* start DATA SUPPLIED *

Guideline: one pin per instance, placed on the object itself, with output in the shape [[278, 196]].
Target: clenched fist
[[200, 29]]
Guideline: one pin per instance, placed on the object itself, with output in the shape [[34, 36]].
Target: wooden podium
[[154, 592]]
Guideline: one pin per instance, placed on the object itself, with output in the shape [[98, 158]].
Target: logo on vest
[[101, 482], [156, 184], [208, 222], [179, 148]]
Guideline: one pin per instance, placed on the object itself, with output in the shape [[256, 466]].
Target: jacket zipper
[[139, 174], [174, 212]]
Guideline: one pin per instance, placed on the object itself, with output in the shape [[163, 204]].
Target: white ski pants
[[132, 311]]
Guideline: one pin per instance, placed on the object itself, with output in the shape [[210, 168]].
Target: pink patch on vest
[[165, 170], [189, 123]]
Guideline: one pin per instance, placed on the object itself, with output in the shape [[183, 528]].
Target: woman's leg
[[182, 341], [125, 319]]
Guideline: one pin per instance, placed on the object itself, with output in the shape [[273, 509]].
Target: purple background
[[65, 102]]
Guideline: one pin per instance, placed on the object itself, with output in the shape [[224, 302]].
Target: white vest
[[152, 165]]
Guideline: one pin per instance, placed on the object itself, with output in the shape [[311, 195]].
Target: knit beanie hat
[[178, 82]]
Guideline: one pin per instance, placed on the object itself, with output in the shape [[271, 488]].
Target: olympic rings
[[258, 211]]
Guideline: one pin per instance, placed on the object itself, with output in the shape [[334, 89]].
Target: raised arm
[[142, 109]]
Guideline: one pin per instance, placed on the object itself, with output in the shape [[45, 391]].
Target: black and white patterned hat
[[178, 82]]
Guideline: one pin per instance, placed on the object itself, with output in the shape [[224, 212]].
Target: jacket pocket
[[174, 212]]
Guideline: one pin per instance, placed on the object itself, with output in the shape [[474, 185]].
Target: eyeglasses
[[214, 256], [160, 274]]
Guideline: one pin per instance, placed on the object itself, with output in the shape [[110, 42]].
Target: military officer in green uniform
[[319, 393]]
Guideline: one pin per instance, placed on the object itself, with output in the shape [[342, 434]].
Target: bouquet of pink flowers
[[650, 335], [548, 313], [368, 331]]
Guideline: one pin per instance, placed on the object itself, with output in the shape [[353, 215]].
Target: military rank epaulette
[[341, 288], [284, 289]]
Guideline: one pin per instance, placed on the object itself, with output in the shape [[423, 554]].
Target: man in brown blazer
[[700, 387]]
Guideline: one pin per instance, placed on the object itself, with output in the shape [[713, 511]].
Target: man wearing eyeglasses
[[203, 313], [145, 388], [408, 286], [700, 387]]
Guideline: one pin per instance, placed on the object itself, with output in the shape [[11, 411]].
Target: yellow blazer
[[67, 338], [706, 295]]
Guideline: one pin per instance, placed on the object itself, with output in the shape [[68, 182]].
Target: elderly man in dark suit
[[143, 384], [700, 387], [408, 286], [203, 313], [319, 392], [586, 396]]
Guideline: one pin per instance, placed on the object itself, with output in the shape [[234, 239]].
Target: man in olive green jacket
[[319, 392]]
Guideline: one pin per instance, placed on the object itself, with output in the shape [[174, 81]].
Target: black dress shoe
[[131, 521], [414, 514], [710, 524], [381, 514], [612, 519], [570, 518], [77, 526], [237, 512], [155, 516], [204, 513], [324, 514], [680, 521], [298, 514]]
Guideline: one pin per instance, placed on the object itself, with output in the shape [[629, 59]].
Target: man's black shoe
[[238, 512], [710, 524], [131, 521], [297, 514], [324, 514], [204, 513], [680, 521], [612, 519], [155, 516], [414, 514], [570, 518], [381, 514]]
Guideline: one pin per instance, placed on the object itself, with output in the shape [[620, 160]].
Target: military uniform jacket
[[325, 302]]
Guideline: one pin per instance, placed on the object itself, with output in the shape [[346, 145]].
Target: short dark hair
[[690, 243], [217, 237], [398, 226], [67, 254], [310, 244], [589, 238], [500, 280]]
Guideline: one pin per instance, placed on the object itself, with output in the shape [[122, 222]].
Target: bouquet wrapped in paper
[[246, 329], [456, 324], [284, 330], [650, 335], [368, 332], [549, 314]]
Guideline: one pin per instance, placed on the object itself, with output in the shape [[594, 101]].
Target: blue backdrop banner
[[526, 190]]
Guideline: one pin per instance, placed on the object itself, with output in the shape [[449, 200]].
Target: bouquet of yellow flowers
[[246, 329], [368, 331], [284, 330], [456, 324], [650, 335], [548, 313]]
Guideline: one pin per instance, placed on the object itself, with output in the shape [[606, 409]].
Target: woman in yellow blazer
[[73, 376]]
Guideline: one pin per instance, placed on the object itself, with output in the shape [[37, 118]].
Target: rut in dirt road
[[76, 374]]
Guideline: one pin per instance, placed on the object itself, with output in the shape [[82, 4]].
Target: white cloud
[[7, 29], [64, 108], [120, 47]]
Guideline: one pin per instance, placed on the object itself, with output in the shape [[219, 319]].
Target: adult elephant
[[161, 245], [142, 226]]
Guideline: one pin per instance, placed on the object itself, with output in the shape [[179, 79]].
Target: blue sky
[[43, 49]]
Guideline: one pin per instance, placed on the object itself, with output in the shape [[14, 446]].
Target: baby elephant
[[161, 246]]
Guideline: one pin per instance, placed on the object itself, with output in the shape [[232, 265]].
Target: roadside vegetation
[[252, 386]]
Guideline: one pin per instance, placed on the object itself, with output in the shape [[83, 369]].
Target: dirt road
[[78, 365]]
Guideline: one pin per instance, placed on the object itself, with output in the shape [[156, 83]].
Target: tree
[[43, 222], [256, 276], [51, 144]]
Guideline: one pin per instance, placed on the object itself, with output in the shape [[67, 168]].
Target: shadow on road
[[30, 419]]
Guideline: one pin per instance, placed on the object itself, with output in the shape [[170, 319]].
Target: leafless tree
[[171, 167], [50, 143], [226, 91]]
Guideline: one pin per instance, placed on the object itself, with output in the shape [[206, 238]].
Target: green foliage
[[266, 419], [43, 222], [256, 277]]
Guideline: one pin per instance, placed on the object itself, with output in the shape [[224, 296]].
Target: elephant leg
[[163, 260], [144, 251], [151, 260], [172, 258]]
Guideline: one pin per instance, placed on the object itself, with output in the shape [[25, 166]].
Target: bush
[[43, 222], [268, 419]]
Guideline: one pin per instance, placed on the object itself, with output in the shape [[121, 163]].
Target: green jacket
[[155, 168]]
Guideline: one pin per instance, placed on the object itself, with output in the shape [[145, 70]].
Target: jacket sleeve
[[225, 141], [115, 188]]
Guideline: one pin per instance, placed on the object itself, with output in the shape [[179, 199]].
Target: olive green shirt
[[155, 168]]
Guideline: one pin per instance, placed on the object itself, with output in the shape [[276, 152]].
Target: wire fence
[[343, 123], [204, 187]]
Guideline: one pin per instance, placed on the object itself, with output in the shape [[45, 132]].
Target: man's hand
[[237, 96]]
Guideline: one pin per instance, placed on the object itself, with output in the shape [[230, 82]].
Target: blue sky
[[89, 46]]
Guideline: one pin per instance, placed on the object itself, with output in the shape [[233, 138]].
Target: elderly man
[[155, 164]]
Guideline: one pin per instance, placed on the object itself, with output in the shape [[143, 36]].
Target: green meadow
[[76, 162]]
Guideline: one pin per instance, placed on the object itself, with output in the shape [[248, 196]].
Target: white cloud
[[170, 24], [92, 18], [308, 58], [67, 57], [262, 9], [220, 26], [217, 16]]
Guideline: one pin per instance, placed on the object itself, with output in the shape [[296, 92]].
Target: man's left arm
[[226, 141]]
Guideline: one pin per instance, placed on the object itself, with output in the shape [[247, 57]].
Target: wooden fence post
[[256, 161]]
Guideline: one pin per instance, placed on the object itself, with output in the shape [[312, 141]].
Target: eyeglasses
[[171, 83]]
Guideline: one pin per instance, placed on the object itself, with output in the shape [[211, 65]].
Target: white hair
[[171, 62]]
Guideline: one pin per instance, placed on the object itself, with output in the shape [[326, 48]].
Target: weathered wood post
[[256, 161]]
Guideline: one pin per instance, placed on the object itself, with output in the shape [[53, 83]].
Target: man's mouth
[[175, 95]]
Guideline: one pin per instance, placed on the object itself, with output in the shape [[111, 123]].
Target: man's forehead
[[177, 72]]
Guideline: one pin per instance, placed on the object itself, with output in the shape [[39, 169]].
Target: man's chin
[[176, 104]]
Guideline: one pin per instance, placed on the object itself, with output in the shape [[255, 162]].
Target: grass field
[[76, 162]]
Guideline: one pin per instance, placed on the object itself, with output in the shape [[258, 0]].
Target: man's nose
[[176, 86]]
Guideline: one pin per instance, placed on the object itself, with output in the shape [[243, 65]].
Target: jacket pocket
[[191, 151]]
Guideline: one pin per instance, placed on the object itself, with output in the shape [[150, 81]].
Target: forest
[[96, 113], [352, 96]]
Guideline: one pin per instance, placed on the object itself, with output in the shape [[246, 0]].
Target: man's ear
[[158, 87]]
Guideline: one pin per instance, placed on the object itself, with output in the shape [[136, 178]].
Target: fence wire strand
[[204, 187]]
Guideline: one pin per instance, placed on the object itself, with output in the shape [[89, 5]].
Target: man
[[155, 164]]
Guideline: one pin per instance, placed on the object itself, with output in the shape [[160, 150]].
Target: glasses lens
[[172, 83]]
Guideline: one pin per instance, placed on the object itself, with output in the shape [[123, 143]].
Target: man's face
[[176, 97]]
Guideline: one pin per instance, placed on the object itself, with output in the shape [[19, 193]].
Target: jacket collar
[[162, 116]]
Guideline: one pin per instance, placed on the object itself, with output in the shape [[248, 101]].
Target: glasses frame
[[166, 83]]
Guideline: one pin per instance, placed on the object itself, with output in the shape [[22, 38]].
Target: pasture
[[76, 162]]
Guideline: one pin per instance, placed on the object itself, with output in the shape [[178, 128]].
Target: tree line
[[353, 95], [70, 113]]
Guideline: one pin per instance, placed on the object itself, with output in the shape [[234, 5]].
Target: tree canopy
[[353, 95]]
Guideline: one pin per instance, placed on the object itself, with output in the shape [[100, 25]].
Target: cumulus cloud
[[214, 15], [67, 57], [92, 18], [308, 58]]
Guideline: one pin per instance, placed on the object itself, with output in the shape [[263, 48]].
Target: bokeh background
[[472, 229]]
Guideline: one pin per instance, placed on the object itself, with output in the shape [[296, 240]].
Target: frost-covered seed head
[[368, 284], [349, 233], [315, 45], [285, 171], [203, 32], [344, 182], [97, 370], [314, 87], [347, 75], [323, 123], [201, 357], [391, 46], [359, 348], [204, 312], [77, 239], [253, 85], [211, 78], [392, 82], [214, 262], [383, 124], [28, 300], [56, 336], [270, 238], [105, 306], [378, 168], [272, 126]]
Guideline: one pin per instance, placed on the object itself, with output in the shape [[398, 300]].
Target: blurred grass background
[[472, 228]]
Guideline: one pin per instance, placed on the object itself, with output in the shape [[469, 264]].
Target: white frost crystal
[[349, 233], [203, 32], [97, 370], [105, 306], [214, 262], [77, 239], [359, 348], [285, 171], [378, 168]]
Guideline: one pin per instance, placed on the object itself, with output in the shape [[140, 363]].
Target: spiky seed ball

* end DATA SUPPLIED *

Copy the stretch from the start of the records through the line containing "[[174, 212]]", replacing "vest" with "coat" and leaving everything else unchanged.

* EXERCISE SOLUTION:
Guideline: one pin per instance, placed on the object itself, with output in the shape [[278, 196]].
Target: clenched fist
[[200, 29]]
Guideline: one pin per instance, placed on the object itself, with output in the shape [[34, 36]].
Target: wooden podium
[[154, 592]]
Guideline: one pin per instance, placed on the object itself, with output in the shape [[98, 158]].
Target: logo on coat
[[101, 482], [156, 184], [208, 222], [179, 148]]
Guideline: one pin per instance, placed on the object itself, with output in the shape [[256, 466]].
Target: jacket zipper
[[139, 174], [174, 212]]
Guideline: one pin per instance, placed on the object itself, with output in the shape [[163, 204]].
Target: white ski pants
[[132, 311]]
Guideline: one pin per instance, placed on the object itself, with output in the shape [[210, 168]].
Target: pink patch on coat
[[165, 170], [189, 123]]
Guideline: one pin per instance, placed on the object itself, with output in the shape [[183, 528]].
Target: woman's leg
[[182, 341], [125, 319]]
Guideline: one pin per instance, placed on the object itself, with output in the shape [[273, 509]].
Target: purple background
[[65, 102]]
Guideline: one pin per instance, placed on the object itself, with output in the shape [[224, 302]].
Target: white coat
[[152, 165]]
Guideline: one pin per instance, placed on the object itself, with output in the shape [[311, 195]].
Target: knit beanie hat
[[178, 82]]
Guideline: one pin per instance, placed on the object itself, with output in the shape [[271, 488]].
Target: olympic rings
[[258, 211]]
Guideline: one pin per instance, placed on the object itself, with output in the shape [[334, 89]].
Target: raised arm
[[142, 109]]
Guideline: one pin per instance, placed on the object itself, with output in the shape [[45, 391]].
Target: black and white patterned hat
[[178, 82]]
Guideline: one pin per instance, placed on the object itself, with output in the shape [[224, 212]].
Target: jacket pocket
[[174, 212]]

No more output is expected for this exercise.